**PROBLEM TO SOLVE**
Show every line from the entries below that contains the string "light", reproduced verbatim.

**INPUT**
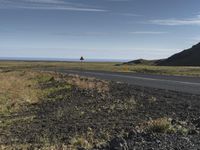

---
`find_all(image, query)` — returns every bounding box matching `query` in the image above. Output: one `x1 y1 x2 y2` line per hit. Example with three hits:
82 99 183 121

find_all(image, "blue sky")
0 0 200 59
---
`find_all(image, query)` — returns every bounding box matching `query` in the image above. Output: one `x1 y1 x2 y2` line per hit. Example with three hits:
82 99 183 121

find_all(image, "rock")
128 130 137 139
110 137 128 150
188 129 199 135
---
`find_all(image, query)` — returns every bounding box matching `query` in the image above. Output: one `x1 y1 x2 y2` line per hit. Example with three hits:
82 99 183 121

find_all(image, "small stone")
110 137 128 150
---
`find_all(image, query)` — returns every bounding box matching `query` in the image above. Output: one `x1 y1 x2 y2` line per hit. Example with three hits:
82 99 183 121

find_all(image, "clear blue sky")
0 0 200 59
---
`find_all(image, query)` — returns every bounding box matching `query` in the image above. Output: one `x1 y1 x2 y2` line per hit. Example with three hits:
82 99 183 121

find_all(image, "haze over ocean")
0 0 200 60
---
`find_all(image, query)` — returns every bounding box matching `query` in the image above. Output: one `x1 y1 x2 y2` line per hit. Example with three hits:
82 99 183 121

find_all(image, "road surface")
45 69 200 94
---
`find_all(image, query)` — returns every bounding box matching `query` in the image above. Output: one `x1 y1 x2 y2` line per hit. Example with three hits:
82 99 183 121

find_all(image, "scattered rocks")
110 137 128 150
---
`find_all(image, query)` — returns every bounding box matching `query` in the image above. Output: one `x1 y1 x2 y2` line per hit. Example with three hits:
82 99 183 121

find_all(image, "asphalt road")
45 69 200 94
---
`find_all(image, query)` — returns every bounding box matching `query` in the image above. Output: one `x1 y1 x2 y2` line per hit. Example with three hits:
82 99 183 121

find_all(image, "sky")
0 0 200 59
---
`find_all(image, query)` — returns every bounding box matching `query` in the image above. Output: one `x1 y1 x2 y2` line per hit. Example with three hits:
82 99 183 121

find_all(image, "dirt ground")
0 71 200 150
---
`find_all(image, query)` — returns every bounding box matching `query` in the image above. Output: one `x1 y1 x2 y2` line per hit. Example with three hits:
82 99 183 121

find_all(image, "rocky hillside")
158 43 200 66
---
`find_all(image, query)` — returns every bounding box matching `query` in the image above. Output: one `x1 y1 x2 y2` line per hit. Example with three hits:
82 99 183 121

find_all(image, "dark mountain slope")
157 43 200 66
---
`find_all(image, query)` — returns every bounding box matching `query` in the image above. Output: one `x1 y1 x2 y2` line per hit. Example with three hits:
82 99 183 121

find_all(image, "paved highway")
45 69 200 94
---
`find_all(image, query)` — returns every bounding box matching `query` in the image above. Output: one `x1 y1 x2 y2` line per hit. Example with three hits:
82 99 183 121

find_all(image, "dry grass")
141 117 189 135
0 71 63 114
67 75 109 92
0 61 200 77
0 72 40 113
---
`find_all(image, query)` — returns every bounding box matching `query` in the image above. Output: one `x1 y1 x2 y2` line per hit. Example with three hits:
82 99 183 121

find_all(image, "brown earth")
0 71 200 150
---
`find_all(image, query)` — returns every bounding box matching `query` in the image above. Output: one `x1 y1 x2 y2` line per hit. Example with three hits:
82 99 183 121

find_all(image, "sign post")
80 56 84 70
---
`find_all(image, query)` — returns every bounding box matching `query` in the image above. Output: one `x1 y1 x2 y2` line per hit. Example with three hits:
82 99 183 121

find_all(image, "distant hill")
124 59 157 65
124 43 200 66
157 43 200 66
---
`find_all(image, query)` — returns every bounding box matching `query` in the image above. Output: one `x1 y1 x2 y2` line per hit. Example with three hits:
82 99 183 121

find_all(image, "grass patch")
0 61 200 77
142 117 189 135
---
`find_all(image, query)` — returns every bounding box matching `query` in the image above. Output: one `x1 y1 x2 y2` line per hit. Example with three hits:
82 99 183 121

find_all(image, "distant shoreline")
0 57 130 62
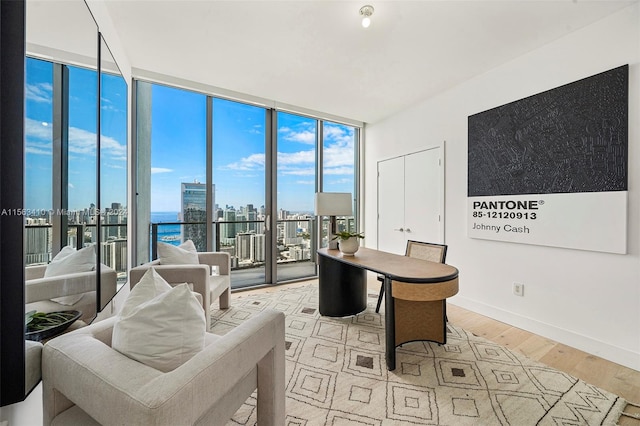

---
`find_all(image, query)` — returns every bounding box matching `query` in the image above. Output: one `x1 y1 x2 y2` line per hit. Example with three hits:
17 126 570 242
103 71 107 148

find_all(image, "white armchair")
42 310 285 426
25 265 118 322
129 252 231 330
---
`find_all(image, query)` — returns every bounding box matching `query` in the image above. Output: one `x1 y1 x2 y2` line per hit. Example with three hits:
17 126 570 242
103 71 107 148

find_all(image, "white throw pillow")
44 245 96 306
44 245 96 277
158 240 200 265
111 284 206 372
118 268 173 316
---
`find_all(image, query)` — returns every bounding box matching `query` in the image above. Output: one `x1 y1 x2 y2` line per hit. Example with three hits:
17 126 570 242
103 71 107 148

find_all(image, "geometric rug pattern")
211 284 626 426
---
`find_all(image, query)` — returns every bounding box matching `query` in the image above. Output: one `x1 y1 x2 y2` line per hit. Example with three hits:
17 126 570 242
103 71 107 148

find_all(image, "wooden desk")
318 247 458 370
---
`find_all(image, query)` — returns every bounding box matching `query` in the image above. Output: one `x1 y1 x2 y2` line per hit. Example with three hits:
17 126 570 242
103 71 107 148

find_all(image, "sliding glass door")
276 112 318 281
212 98 269 288
136 81 358 289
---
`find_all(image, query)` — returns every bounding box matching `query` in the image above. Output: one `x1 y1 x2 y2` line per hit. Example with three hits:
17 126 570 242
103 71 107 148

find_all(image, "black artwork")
467 65 629 197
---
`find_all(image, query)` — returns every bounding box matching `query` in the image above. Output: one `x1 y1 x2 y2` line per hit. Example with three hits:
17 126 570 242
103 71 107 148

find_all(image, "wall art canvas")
467 65 629 253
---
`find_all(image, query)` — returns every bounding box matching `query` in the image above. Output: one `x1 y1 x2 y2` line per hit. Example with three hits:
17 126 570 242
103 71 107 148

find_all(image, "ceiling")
99 0 638 123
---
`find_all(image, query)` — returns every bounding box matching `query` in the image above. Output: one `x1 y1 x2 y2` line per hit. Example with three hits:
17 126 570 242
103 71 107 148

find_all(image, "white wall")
364 4 640 370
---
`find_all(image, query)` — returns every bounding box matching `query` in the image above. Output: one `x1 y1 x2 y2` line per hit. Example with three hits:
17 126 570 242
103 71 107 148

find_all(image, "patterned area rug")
211 284 626 426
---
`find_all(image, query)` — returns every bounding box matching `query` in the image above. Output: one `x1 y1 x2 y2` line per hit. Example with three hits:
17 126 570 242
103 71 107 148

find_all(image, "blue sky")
25 59 354 212
25 59 127 210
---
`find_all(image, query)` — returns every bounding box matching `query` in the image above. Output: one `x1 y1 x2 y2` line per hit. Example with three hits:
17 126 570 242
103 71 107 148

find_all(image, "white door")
403 148 444 243
378 146 445 254
378 157 406 254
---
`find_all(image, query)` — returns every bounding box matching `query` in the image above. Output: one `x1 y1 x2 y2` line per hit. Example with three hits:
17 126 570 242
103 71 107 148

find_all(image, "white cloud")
221 154 265 171
324 167 353 175
278 125 316 145
100 135 127 161
25 83 53 104
24 118 53 146
278 151 316 164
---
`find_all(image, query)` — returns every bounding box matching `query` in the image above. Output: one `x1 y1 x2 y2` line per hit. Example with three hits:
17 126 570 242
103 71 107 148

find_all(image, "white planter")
338 237 360 256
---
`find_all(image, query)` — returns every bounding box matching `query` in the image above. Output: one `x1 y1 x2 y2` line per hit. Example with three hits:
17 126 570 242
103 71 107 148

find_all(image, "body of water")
151 212 182 246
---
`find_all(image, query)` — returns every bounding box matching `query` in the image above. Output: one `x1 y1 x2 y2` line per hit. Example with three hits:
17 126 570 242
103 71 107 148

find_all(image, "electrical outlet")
513 283 524 296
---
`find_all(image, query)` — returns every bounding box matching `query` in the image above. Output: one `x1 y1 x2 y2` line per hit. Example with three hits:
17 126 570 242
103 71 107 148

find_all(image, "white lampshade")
315 192 353 216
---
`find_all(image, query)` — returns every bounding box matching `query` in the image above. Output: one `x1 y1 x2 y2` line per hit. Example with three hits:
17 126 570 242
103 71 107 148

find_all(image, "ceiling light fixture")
360 5 373 28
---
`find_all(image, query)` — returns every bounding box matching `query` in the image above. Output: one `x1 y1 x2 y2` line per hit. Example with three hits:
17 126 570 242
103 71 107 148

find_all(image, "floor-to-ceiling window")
212 98 268 288
276 112 318 281
146 82 207 251
24 58 53 265
322 121 359 240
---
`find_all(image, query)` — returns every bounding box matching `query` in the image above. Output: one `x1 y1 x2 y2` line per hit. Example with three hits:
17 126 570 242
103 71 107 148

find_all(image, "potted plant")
333 231 364 256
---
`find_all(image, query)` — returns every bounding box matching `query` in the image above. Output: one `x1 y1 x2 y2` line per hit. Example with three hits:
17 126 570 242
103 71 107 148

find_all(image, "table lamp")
315 192 353 249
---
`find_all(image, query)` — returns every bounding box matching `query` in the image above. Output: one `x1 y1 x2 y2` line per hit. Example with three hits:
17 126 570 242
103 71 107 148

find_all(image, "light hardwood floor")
240 275 640 426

**OUTPUT**
find_all(image, "ceiling light fixture")
find_all(image, "light hardwood floor")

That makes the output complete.